DATA EXCERPTS:
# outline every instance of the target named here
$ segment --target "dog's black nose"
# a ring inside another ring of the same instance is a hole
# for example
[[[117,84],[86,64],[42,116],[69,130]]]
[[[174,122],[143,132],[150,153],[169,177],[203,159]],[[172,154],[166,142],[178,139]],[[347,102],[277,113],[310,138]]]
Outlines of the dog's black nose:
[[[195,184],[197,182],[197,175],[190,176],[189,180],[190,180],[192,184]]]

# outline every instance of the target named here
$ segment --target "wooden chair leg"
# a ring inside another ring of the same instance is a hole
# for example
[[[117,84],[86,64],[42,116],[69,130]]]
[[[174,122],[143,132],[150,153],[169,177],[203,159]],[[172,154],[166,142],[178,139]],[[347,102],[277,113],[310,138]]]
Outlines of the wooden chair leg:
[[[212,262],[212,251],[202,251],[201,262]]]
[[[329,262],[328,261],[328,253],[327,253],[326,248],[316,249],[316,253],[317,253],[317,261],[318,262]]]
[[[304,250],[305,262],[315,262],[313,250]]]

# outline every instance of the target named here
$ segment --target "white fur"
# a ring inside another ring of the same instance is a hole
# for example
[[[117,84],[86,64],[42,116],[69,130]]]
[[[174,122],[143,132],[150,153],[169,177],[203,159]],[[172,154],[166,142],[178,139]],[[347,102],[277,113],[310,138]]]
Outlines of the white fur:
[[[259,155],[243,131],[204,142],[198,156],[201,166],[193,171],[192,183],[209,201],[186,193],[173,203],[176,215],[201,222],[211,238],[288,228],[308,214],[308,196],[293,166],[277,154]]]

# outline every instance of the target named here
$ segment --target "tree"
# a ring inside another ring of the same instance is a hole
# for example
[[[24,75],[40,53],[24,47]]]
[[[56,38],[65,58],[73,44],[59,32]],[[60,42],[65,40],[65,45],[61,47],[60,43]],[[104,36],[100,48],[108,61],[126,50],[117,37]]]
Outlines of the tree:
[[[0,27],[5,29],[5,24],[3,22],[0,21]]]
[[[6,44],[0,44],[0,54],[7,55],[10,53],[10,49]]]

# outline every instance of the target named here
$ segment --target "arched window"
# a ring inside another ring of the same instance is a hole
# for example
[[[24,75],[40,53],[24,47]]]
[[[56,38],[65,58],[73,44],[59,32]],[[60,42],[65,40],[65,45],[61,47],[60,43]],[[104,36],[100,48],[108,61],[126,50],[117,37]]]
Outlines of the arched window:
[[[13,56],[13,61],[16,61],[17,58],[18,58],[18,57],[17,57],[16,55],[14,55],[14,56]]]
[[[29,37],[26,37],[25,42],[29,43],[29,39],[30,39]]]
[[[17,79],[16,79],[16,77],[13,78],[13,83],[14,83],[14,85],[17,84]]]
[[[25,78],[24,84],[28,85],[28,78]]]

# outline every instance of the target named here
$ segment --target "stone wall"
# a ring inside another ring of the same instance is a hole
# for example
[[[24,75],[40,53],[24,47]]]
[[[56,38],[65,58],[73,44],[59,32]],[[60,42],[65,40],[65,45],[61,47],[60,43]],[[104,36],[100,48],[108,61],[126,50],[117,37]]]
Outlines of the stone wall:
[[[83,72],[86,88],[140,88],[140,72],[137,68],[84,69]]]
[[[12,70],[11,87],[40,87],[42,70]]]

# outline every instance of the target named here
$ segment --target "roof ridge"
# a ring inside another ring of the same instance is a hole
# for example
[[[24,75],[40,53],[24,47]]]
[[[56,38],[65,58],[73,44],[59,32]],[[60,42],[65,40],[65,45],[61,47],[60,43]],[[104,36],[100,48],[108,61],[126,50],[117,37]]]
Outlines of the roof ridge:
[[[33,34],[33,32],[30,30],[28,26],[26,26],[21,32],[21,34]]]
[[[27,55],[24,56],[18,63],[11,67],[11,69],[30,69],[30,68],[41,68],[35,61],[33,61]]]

AIM: Give every line of the material again, exactly as it reads.

THE SOLUTION:
# outline every instance of the target named here
$ segment --target "dog's black nose"
# a ring inside another ring of the same instance is a hole
# for example
[[[117,84],[86,64],[42,116],[69,130]]]
[[[174,122],[143,132],[150,153],[169,177],[203,159]],[[172,154],[166,142],[178,139]],[[347,102],[277,113],[310,138]]]
Outlines of the dog's black nose:
[[[195,184],[197,182],[197,175],[190,176],[189,180],[190,180],[192,184]]]

# outline every instance of the target named here
$ segment --target "wooden chair leg"
# a ring inside another ring of the same instance is a hole
# for example
[[[117,84],[86,64],[42,116],[69,130]]]
[[[174,122],[143,132],[150,153],[169,177],[203,159]],[[172,154],[166,142],[178,139]],[[347,102],[277,113],[310,138]]]
Outlines of the wooden chair leg:
[[[212,262],[212,251],[202,251],[201,262]]]
[[[329,262],[328,261],[328,253],[327,253],[326,248],[316,249],[316,253],[317,253],[317,261],[318,262]]]
[[[304,250],[305,262],[315,262],[313,250]]]

# outline every instance of the target named here
$ segment --target "white fur"
# a ring inside another ring of the same instance is a hole
# for example
[[[117,84],[86,64],[42,116],[69,130]]]
[[[174,122],[143,132],[150,153],[169,177],[203,159]],[[172,154],[166,142],[178,139]],[[347,102],[277,113],[310,138]]]
Outlines of the white fur:
[[[259,155],[243,131],[204,142],[198,156],[201,166],[193,171],[192,183],[209,201],[186,193],[173,203],[176,215],[201,222],[211,238],[288,228],[308,214],[308,196],[293,166],[277,154]]]

# outline every instance of the target named here
$ segment --target "tree"
# a ring inside another ring of the same instance is a hole
# for example
[[[24,75],[40,53],[24,47]]]
[[[56,38],[65,58],[73,44],[59,32]],[[60,42],[65,40],[65,45],[61,47],[60,43]],[[104,36],[100,48],[108,61],[126,50],[117,37]]]
Outlines of the tree:
[[[0,27],[5,29],[5,24],[3,22],[0,21]]]
[[[6,44],[0,44],[0,54],[7,55],[10,53],[10,49]]]

# outline every instance of the target named here
$ segment --target "arched window"
# a ring inside another ring of the same instance is a hole
# for example
[[[24,75],[40,53],[24,47]]]
[[[56,38],[65,58],[73,44],[59,32]],[[60,42],[65,40],[65,45],[61,47],[60,43]],[[104,36],[100,48],[108,61],[126,50],[117,37]]]
Outlines of the arched window:
[[[13,56],[13,61],[16,61],[17,58],[18,58],[18,57],[17,57],[16,55],[14,55],[14,56]]]
[[[29,37],[26,37],[25,42],[29,43],[29,39],[30,39]]]
[[[17,79],[16,79],[16,77],[13,78],[13,83],[14,83],[14,85],[17,84]]]
[[[25,78],[24,84],[28,85],[28,78]]]

# outline every instance of the target named here
$ segment --target "stone wall"
# a ring inside another ring of the same instance is a hole
# for example
[[[24,75],[40,53],[24,47]]]
[[[56,38],[65,58],[73,44],[59,32]],[[60,42],[65,40],[65,45],[61,47],[60,43]],[[104,36],[100,48],[108,61],[126,50],[117,37]]]
Outlines of the stone wall:
[[[83,72],[86,88],[140,88],[140,72],[137,68],[84,69]]]
[[[12,70],[11,87],[40,87],[42,70]]]

# outline every instance of the target named here
$ segment --target "roof ridge"
# a ring inside another ring of the same instance is a hole
# for example
[[[24,75],[40,53],[24,47]]]
[[[56,38],[65,58],[73,44],[59,32]],[[60,42],[65,40],[65,45],[61,47],[60,43]],[[104,36],[100,48],[108,61],[126,50],[117,37]]]
Outlines of the roof ridge:
[[[33,34],[33,32],[30,30],[28,26],[26,26],[21,32],[21,34]]]
[[[27,55],[24,56],[18,63],[11,67],[11,69],[30,69],[30,68],[41,68],[35,61],[33,61]]]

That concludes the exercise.